··· EXTRAIT À LIRE

De nombreux adolescents vivant avec le VIH ont également fait part du manque de soutien concernant la manière, le moment et la personne à qui divulguer leur état sérologique. Ceci peut être un facteur d'anxiété et de dépression. Pour les jeunes issus des populations les plus touchées, la situation est encore plus difficile, car ils sont souvent confrontés à la discrimination en raison du comportement qui les rend vulnérables au VIH, comme par exemple les rapports sexuels entre hommes, ainsi que de leur séropositivité au VIH.

« À qui s'adresser lorsque vous découvrez votre sexualité à l'adolescence ? Très souvent, le problème auquel nous sommes confrontés en tant que jeunes homosexuels est la double divulgation », a expliqué Pablo Aguilera, Directeur du Fonds des jeunes leaders pour la lutte contre le VIH. « Vous devez dire aux gens qui vous entourent que vous êtes séropositif au VIH et gay, ce qui peut être encore plus compliqué lorsque l'homosexualité est punie par la loi dans votre pays et que vous avez besoin du consentement de vos parents pour accéder aux soins ! ».

À l'échelle mondiale, la plupart des établissements scolaires et médicaux ne dispensent pas une éducation sexuelle complète taillée à la mesure des besoins uniques des adolescents vivant avec le VIH. Par conséquent, de nombreux adolescents vivant avec le VIH sont entièrement livrés à eux-mêmes pour traiter de la sexualité et des relations avec les autres, ce qui leur donne un sentiment d'isolement et de crainte du sexe et de la sexualité, tandis que d'autres manquent d'informations et de connaissances en matière de santé sexuelle et reproductive et de rapports sexuels protégés.

« Il est nécessaire d'aborder simultanément la prévention et le traitement anti-VIH chez les adolescents, avec une approche holistique, en reconnaissant non seulement leurs besoins thérapeutiques et cliniques, mais aussi leurs besoins émotionnels, physiques et sexuels », explique Musah Lumumba, jeune homme vivant avec le VIH et membre d'Y+ en Ouganda.

······
··· ENTRÉES LISTÉES

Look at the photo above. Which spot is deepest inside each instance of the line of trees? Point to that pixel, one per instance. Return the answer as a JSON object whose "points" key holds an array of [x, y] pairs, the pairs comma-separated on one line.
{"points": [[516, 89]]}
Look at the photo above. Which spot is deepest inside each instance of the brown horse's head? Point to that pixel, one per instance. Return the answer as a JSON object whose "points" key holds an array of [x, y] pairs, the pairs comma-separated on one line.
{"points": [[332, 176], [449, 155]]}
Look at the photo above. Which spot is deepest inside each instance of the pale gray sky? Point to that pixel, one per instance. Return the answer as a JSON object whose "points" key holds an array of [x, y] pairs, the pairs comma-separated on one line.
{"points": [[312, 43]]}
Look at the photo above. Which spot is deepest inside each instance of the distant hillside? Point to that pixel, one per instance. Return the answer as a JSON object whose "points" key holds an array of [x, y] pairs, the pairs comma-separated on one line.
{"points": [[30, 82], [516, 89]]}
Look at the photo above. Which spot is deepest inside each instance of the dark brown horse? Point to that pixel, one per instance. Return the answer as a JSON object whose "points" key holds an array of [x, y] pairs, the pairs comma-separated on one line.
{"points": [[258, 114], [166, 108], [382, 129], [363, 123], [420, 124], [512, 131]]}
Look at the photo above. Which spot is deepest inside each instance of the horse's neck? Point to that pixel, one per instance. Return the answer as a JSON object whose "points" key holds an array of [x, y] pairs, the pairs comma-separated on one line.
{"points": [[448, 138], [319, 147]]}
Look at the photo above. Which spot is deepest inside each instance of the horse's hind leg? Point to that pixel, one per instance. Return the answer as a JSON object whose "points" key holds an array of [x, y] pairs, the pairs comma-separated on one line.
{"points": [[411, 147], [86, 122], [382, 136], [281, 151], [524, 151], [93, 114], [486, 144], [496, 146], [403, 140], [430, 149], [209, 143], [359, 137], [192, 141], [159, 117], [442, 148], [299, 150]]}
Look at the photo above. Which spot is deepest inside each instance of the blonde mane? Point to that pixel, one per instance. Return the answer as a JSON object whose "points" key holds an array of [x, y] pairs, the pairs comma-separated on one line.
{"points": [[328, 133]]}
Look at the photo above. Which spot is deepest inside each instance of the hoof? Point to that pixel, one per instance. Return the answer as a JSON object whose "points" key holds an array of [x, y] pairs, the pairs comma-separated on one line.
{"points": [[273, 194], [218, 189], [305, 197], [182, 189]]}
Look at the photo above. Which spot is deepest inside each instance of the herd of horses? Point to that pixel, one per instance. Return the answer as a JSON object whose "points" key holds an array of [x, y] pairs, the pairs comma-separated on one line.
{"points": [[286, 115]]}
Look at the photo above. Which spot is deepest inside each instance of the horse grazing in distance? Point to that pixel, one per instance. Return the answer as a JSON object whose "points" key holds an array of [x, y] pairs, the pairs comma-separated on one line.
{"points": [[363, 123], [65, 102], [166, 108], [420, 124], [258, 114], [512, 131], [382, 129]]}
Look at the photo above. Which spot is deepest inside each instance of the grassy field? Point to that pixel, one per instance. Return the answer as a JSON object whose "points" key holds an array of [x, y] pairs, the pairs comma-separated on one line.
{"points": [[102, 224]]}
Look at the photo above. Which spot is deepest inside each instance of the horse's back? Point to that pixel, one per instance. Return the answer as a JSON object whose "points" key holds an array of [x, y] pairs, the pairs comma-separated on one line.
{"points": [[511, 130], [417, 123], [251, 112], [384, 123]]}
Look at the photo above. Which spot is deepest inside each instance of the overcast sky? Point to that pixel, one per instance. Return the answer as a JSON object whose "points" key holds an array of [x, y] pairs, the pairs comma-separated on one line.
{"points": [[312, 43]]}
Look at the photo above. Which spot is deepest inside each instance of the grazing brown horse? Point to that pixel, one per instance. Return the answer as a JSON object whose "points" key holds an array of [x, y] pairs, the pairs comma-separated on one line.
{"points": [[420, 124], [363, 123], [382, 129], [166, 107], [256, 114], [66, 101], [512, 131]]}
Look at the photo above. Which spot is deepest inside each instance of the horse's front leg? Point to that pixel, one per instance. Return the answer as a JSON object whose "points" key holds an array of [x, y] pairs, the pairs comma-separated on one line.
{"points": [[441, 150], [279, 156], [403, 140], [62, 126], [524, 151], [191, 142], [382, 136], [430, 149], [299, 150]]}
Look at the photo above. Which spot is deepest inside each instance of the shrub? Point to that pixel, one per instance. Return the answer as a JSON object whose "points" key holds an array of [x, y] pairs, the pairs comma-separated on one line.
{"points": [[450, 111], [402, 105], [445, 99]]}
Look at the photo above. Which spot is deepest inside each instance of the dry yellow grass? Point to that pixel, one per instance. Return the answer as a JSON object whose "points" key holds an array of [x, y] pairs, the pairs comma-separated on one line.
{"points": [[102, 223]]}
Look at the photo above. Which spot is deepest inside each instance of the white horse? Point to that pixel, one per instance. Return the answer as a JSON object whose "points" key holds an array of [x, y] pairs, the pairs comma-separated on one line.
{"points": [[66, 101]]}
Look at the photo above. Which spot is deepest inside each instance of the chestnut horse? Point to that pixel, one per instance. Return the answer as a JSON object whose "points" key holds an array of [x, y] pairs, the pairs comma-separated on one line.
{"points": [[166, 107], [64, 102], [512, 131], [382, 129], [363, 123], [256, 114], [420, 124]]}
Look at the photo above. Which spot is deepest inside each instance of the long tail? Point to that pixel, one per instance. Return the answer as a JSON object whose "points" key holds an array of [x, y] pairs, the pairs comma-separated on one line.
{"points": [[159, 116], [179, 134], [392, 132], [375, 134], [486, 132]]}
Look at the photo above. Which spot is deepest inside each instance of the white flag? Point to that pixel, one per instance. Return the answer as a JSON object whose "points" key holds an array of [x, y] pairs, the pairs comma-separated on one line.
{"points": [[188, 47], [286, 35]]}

······
··· ENTRÉES LISTÉES

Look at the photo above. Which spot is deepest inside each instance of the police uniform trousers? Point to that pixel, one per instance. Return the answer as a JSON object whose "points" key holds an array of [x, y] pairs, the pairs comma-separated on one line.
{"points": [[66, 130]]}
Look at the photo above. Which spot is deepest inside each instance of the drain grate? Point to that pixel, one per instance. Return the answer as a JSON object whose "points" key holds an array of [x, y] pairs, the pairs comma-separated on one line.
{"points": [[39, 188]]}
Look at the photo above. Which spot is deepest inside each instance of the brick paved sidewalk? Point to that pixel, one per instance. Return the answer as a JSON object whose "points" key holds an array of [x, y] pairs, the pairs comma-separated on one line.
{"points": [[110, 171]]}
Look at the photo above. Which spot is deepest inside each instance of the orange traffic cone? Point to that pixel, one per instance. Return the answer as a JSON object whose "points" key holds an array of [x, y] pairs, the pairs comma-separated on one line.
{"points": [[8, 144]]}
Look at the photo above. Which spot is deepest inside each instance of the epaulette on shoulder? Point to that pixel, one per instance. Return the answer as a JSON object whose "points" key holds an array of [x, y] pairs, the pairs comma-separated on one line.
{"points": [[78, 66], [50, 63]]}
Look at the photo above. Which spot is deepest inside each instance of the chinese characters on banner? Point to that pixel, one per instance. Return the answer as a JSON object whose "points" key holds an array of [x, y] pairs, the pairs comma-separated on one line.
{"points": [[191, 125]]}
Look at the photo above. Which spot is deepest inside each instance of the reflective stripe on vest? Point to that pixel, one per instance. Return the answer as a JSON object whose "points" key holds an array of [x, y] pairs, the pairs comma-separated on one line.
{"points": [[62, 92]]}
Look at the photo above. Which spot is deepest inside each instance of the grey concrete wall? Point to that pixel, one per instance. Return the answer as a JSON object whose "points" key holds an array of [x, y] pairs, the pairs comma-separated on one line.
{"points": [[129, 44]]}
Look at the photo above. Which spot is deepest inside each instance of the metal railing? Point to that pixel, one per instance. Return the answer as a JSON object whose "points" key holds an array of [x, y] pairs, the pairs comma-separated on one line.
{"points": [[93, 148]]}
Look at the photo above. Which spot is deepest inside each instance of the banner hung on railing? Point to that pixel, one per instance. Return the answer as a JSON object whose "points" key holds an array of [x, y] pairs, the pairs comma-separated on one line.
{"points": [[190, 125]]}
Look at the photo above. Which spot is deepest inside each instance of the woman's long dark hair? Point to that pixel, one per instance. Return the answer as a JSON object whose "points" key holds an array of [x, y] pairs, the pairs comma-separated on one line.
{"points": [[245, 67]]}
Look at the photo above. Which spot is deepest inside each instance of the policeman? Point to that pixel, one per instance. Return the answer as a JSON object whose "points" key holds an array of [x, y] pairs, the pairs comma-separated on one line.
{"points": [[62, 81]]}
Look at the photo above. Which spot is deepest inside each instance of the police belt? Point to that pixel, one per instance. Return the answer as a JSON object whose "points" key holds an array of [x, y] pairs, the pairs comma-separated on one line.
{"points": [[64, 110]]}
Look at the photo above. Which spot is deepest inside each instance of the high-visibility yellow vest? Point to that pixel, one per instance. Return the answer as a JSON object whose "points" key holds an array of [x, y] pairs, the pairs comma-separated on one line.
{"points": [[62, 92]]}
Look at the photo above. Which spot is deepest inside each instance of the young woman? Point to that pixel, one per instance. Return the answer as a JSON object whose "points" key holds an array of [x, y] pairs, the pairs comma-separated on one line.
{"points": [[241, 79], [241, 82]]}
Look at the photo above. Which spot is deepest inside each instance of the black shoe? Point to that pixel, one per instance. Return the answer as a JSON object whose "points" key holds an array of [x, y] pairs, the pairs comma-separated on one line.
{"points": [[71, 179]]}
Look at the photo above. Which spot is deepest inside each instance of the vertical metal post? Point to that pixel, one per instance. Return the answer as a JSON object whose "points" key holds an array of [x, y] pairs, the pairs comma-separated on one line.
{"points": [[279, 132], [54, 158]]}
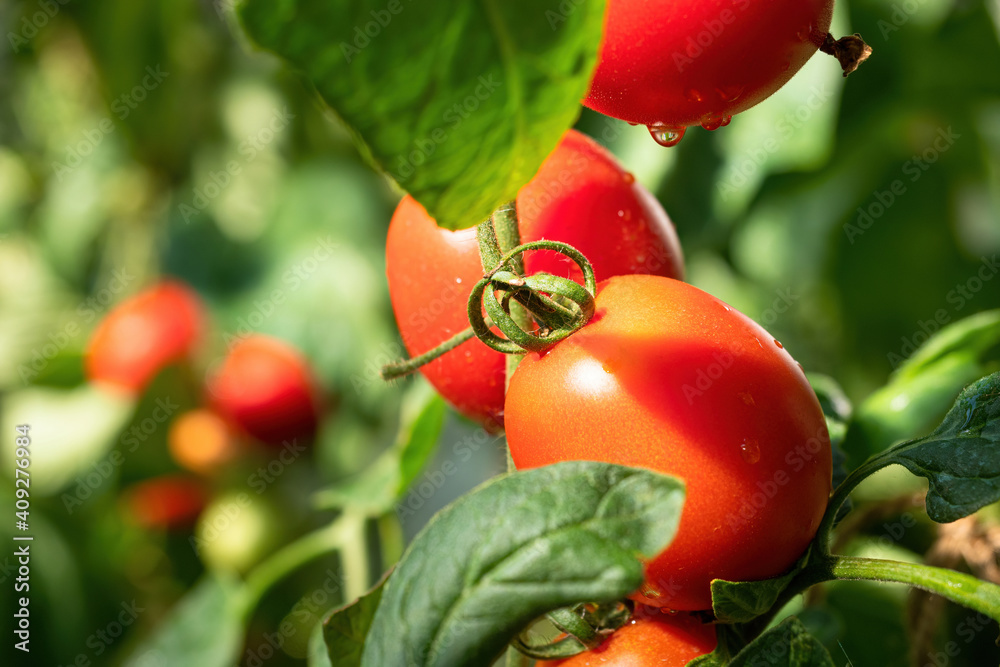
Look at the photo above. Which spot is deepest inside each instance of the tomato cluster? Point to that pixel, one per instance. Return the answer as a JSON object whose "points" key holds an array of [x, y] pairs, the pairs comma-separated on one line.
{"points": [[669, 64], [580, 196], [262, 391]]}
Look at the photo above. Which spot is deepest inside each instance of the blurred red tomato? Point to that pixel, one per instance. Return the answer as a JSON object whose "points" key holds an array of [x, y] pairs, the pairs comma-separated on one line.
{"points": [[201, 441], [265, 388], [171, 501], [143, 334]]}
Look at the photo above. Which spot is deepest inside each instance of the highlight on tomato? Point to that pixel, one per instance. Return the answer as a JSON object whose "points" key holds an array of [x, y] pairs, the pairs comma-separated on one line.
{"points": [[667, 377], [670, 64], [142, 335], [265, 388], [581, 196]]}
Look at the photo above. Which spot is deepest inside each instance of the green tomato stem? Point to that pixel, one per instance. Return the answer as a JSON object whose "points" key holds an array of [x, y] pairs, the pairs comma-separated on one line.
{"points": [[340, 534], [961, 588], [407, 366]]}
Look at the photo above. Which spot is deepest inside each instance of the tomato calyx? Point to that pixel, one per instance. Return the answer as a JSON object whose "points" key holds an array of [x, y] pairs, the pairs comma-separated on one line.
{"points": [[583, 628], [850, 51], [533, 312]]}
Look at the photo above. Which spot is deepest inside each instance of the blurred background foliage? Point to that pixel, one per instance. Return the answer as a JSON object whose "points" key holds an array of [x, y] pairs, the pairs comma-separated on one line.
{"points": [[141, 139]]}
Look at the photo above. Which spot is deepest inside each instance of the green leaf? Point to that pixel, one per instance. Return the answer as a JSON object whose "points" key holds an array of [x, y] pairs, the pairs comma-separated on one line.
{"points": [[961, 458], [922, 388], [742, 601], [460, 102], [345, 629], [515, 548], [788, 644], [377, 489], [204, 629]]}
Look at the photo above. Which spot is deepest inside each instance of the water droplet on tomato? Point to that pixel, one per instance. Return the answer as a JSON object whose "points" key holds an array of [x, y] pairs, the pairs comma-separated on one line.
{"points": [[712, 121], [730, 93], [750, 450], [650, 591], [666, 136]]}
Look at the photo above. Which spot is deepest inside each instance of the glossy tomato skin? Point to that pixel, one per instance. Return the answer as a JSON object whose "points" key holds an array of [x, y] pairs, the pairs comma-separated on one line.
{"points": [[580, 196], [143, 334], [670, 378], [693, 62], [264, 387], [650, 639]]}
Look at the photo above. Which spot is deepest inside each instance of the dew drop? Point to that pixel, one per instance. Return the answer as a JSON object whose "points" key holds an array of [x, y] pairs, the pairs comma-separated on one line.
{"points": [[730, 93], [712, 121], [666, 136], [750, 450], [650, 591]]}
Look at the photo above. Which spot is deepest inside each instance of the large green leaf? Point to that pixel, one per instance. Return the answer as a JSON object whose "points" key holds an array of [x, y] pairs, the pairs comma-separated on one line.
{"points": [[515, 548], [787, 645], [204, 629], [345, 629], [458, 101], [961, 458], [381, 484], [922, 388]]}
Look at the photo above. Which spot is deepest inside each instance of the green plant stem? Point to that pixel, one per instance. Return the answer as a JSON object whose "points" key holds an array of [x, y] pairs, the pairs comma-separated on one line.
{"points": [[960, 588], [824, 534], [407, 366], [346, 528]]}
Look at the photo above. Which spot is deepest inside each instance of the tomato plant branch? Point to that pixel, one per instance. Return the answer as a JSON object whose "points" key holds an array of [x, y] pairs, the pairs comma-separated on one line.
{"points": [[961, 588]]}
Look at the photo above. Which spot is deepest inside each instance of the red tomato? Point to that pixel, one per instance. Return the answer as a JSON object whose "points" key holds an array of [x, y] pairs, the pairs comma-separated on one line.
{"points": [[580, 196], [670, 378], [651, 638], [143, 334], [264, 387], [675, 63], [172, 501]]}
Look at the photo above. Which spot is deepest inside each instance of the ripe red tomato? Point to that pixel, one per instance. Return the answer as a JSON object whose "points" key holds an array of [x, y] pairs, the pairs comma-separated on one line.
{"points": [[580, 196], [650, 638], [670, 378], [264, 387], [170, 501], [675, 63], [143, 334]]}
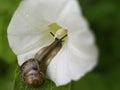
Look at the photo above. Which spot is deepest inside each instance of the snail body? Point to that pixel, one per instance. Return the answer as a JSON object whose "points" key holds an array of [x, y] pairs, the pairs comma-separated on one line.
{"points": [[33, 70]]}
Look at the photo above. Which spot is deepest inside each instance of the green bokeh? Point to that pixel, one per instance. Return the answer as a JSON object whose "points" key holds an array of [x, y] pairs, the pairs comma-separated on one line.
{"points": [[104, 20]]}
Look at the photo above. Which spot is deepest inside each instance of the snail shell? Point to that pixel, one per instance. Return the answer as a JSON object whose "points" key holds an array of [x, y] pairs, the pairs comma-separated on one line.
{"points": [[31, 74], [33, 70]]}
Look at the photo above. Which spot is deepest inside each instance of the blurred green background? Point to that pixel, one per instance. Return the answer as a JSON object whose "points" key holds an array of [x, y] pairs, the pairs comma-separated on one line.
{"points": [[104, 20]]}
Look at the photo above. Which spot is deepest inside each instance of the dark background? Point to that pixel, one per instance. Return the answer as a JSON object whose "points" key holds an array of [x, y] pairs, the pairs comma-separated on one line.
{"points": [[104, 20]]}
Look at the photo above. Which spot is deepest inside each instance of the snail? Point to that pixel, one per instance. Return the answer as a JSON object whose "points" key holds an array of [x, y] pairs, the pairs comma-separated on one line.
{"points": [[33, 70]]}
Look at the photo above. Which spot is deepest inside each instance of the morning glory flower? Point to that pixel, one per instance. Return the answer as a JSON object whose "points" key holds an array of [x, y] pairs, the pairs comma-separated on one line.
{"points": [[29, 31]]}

······
··· ENTRÉES LISTÉES

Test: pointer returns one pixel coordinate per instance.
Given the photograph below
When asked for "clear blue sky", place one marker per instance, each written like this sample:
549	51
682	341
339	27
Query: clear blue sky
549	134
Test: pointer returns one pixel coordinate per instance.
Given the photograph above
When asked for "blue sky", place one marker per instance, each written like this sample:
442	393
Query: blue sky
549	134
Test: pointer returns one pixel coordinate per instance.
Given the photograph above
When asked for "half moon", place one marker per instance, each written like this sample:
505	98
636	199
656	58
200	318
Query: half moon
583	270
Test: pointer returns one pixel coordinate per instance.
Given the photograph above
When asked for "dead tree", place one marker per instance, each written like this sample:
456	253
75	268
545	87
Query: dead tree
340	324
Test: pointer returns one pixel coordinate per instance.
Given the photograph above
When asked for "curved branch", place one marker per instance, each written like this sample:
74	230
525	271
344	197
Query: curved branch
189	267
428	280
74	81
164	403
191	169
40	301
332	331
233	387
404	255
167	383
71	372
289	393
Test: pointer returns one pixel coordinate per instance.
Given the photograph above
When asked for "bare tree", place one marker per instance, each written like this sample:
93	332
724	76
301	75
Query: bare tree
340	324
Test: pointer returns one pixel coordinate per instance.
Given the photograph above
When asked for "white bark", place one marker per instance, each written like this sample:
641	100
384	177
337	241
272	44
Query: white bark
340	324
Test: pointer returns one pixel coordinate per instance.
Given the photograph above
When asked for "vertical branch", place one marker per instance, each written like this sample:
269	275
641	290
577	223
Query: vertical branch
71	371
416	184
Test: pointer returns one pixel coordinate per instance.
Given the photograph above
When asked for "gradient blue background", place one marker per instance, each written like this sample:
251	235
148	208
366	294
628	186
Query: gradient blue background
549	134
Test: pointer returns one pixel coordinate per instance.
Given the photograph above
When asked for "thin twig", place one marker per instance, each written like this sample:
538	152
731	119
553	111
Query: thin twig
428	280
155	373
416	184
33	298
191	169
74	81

······

[À FAIRE]
1: Dans l'extrait sur les adolescents vivant avec le VIH, quel poste occupe Pablo Aguilera ?
2: Poursuivez l'extrait sur les adolescents vivant avec le VIH après sa dernière phrase.

[RÉPONSES]
1: Il est Directeur du Fonds des jeunes leaders pour la lutte contre le VIH.

2:
Les attitudes stigmatisantes de la part des professionnels de santé vis-à-vis des adolescents actifs sexuellement persistent également. « En tant que jeunes femmes vivant avec le VIH, nous sommes souvent confrontées à des problèmes pour accéder aux services de santé sexuelle et reproductive et observer le traitement anti-VIH, en raison des mauvais traitements et de la stigmatisation de la part des professionnels de santé », raconte Consolata Opiyo, de la Communauté internationale des femmes vivant avec le VIH/sida.

Appel à l'action

Après deux jours de débats intenses, les participants ont identifié les principales priorités pour faire avancer l'agenda, notamment la mise en place d'un réseau pour l'élaboration d'un agenda pour l'accès aux médicaments pour les adolescents, exigeant de meilleurs services de traitement à l'échelle nationale, avec une orientation particulière sur les directives nationales en matière de traitement antirétroviral et les propositions du Fonds mondial de lutte contre le sida, la tuberculose et le paludisme, mettant en œuvre un agenda scientifique pour combler les lacunes actuelles dans la recherche concernant les adolescents vivant avec le VIH et développant un mécanisme d'appui à l'intensification des programmes concernant les adolescents vivant avec le VIH qui fonctionnent.

« Nous sommes à un tournant dans la riposte au sida », a déclaré Linda-Gail Bekker, Professeur en médecine et Directrice adjointe du Desmond Tutu HIV Centre. « Nous disposons aujourd'hui d'une masse critique d'organisations qui travaillent ensemble pour faire avancer l'agenda sur le traitement et les soins pour les adolescents ! ».

Le compte-rendu final de la réunion sera disponible à la veille de l'Assemblée mondiale de la Santé en mai 2014.